## Task requirements
Present each line of the entries below that holds the word "first".

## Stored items
_ _ _ _ _ _ _

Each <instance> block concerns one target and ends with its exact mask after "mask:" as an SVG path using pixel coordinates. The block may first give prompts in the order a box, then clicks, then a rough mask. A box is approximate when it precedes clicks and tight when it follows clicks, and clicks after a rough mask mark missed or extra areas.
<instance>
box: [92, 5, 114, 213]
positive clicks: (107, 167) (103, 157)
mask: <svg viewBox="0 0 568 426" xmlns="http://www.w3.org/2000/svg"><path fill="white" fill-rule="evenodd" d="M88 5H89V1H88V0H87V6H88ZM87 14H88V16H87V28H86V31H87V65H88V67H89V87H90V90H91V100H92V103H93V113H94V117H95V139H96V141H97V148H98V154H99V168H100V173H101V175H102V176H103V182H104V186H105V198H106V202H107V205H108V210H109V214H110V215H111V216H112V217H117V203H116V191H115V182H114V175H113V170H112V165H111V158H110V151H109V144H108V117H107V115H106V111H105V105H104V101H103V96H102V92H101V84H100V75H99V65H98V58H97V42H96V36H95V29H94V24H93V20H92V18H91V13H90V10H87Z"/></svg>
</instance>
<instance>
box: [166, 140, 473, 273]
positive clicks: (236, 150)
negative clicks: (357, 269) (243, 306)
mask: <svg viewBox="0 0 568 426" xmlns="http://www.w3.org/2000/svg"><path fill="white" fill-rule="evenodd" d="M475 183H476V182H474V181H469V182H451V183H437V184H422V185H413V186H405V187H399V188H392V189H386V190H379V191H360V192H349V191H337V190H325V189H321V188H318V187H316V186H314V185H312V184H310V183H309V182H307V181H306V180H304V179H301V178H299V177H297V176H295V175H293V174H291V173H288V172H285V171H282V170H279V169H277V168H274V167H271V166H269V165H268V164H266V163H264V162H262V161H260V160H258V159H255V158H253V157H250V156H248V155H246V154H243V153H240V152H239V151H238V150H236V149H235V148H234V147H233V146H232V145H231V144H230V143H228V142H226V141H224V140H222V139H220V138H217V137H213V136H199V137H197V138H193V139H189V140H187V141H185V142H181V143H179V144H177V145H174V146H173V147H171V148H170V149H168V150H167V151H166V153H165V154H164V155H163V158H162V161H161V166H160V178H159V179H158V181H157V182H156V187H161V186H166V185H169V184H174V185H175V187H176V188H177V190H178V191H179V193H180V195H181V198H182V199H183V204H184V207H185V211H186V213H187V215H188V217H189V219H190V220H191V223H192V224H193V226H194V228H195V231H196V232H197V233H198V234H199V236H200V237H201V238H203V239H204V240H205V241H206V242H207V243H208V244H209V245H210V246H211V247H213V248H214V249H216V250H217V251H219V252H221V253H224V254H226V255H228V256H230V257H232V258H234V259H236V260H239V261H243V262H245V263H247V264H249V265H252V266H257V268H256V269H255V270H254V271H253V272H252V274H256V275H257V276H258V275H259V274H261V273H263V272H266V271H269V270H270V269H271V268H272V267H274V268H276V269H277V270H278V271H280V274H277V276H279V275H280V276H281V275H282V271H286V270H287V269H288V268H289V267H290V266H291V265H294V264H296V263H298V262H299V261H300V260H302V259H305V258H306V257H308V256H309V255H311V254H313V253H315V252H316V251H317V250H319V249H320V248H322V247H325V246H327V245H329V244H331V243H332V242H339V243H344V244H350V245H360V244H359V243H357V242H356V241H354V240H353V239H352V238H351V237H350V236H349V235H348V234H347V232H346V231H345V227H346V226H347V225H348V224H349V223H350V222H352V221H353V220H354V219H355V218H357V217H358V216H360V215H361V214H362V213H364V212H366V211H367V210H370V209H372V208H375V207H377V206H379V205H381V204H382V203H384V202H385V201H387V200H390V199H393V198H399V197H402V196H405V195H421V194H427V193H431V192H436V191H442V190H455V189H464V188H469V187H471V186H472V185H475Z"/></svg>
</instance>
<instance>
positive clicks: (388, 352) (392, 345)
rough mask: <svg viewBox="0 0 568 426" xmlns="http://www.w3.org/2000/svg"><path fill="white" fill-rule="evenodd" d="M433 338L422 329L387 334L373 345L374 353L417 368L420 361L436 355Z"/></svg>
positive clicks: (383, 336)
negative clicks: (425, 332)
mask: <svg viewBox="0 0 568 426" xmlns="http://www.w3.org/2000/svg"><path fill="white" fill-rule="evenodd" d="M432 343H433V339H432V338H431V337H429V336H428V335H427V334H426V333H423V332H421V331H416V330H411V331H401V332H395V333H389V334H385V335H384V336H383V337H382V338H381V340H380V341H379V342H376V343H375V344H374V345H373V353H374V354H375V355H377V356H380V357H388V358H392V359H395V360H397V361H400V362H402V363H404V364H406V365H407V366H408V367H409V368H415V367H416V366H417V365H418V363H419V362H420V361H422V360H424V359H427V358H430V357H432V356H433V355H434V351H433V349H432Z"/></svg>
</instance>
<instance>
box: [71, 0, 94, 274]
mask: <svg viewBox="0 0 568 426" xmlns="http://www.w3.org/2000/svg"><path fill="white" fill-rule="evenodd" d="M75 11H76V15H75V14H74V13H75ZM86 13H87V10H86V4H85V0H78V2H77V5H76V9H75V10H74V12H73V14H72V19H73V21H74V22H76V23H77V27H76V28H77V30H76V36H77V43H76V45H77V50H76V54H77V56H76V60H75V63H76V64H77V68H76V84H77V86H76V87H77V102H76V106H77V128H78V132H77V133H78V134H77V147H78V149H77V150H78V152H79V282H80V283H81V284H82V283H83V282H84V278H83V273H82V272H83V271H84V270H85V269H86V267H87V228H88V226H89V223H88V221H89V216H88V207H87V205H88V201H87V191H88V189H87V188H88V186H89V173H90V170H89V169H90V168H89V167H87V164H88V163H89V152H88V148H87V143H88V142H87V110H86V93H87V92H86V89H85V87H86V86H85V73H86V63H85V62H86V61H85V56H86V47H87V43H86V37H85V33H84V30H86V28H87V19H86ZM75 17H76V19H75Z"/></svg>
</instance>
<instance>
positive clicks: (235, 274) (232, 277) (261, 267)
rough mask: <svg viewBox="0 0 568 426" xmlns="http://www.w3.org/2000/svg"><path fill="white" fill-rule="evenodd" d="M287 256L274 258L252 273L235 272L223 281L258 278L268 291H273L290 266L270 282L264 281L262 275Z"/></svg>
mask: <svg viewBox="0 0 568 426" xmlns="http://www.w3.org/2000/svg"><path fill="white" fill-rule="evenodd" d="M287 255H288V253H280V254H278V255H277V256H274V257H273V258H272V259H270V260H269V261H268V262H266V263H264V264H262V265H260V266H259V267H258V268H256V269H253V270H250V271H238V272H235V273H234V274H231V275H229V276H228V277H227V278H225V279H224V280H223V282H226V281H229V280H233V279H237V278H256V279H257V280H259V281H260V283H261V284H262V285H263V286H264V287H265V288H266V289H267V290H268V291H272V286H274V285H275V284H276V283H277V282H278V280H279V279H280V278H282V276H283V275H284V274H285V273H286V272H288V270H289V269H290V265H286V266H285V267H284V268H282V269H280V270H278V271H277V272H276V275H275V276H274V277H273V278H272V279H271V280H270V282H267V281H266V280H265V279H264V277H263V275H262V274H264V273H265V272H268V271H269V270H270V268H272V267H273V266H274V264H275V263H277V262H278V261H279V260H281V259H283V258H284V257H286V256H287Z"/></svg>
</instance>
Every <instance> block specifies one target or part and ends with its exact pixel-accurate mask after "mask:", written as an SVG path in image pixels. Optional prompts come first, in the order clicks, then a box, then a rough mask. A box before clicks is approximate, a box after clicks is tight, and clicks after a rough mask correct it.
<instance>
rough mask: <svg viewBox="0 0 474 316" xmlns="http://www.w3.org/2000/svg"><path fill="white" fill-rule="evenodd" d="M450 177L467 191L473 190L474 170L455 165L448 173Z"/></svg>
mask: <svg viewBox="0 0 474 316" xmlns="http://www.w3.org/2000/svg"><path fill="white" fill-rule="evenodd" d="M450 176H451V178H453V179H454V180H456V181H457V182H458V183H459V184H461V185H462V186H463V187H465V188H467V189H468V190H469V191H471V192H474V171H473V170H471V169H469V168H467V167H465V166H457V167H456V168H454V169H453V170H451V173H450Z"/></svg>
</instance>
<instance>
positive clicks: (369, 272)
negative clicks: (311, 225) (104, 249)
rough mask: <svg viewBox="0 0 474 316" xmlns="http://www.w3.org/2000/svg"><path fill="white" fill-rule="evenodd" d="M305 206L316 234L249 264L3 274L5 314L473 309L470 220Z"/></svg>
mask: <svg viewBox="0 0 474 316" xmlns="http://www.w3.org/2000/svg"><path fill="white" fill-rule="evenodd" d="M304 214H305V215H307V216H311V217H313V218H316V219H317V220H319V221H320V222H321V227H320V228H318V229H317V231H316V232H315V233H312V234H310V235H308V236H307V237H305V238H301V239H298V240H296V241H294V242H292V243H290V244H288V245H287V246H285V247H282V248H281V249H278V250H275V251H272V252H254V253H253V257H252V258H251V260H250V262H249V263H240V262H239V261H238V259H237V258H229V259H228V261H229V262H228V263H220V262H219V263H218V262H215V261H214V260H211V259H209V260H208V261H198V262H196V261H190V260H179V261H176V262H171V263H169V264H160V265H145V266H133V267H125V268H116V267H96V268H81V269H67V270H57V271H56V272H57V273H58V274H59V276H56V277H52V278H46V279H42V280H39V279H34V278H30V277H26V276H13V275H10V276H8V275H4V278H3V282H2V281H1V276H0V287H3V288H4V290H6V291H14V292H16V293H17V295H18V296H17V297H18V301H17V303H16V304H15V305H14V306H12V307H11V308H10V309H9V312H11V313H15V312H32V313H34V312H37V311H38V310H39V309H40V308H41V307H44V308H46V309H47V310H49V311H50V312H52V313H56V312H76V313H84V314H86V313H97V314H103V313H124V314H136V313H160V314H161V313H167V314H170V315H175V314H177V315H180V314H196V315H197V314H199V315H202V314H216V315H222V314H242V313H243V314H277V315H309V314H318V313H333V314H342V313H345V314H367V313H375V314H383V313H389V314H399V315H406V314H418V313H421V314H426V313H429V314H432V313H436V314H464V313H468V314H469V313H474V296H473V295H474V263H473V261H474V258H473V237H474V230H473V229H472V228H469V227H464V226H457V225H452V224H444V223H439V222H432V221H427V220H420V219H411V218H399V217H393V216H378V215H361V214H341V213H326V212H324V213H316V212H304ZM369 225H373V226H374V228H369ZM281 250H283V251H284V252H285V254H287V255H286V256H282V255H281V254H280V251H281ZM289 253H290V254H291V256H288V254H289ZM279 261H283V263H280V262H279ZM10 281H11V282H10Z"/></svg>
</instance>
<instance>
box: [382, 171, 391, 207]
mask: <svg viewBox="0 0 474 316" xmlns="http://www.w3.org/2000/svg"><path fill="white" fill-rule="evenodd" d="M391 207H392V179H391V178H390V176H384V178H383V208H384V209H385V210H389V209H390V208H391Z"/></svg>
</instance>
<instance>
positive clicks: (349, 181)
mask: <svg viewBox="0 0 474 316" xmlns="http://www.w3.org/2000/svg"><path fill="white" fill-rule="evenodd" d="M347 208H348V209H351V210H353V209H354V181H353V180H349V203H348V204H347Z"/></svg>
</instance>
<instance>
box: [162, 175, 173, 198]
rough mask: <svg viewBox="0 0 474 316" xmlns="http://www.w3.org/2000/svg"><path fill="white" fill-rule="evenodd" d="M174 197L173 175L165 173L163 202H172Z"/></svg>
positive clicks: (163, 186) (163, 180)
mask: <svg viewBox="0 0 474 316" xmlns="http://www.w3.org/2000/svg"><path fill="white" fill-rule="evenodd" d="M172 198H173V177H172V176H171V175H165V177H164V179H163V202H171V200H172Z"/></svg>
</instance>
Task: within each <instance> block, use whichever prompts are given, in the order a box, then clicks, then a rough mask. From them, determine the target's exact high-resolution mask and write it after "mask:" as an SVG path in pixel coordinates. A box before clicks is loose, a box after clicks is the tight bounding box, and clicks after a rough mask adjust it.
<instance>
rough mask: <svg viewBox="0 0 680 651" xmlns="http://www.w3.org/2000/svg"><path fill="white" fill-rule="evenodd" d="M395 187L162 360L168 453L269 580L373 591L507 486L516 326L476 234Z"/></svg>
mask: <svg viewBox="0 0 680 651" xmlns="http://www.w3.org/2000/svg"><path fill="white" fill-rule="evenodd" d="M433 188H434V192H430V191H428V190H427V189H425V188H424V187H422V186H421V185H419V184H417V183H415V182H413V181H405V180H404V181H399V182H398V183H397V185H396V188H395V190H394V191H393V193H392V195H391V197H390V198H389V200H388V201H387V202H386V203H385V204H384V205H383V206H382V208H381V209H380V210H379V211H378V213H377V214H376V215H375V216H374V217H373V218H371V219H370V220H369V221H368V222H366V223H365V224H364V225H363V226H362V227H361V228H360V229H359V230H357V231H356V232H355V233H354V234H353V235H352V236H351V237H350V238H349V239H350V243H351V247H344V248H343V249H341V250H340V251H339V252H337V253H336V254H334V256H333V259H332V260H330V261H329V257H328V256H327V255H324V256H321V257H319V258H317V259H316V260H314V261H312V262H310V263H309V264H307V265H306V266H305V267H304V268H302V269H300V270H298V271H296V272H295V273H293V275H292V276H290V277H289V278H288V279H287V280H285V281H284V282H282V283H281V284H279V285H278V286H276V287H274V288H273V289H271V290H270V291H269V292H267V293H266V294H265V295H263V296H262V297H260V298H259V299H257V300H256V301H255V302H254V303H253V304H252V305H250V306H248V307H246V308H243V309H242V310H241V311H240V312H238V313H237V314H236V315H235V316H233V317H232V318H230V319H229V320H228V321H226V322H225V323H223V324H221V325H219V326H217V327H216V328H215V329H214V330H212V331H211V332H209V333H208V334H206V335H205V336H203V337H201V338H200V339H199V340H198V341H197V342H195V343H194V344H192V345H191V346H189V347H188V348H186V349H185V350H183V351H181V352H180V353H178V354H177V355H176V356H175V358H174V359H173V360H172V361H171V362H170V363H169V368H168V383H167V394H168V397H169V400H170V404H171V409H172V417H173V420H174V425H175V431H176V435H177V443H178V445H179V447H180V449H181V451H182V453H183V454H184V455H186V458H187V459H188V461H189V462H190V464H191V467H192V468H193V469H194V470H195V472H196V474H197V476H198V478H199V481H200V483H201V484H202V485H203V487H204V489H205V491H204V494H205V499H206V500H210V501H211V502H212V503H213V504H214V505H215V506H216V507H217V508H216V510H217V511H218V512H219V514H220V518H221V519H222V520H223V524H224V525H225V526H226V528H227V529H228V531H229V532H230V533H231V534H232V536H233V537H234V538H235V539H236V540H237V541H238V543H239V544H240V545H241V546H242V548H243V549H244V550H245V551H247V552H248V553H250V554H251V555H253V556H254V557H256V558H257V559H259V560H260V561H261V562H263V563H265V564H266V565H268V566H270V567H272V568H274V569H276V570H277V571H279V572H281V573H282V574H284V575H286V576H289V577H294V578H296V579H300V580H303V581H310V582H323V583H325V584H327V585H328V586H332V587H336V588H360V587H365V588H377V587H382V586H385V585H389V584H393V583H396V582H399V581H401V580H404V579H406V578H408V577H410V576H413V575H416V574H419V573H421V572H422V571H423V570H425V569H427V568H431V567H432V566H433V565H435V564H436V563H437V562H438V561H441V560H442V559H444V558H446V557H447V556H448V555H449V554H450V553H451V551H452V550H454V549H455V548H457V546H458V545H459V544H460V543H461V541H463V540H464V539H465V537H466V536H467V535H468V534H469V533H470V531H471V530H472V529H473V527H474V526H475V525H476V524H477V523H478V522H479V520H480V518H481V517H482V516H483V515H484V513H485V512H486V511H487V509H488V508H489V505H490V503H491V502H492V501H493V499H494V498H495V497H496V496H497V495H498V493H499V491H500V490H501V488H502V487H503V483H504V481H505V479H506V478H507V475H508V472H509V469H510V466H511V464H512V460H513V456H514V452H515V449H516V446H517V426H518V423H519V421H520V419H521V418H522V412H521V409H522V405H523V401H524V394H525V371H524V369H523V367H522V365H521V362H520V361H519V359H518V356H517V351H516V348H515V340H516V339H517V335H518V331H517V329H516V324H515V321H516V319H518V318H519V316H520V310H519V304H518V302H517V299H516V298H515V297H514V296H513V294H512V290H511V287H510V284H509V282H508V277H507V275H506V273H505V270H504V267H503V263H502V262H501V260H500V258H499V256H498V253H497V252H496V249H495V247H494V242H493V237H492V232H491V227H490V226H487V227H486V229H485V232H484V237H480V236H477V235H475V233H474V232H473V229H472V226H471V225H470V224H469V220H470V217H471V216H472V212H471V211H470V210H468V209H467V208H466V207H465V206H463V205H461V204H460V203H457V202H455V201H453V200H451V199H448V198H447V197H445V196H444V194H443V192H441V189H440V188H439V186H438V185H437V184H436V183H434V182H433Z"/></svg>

_ _ _ _ _ _ _

## Exercise result
Each <instance> block concerns one target and ends with its exact mask after "mask:" as an SVG path using pixel coordinates. The block may first give prompts in the order a box, then clicks, then a rough mask. A box is approximate when it precedes clicks and tight when it follows clicks, and clicks after a rough mask mark missed or extra areas.
Every <instance> block specifies one target or part and ends with its exact pixel-accurate mask after "mask:", written as an SVG path in image pixels. Optional prompts come first, in the order clicks, then a box, then a rough mask. A box before clicks is approximate, a box after clicks is tight, and clicks after a rough mask correct it.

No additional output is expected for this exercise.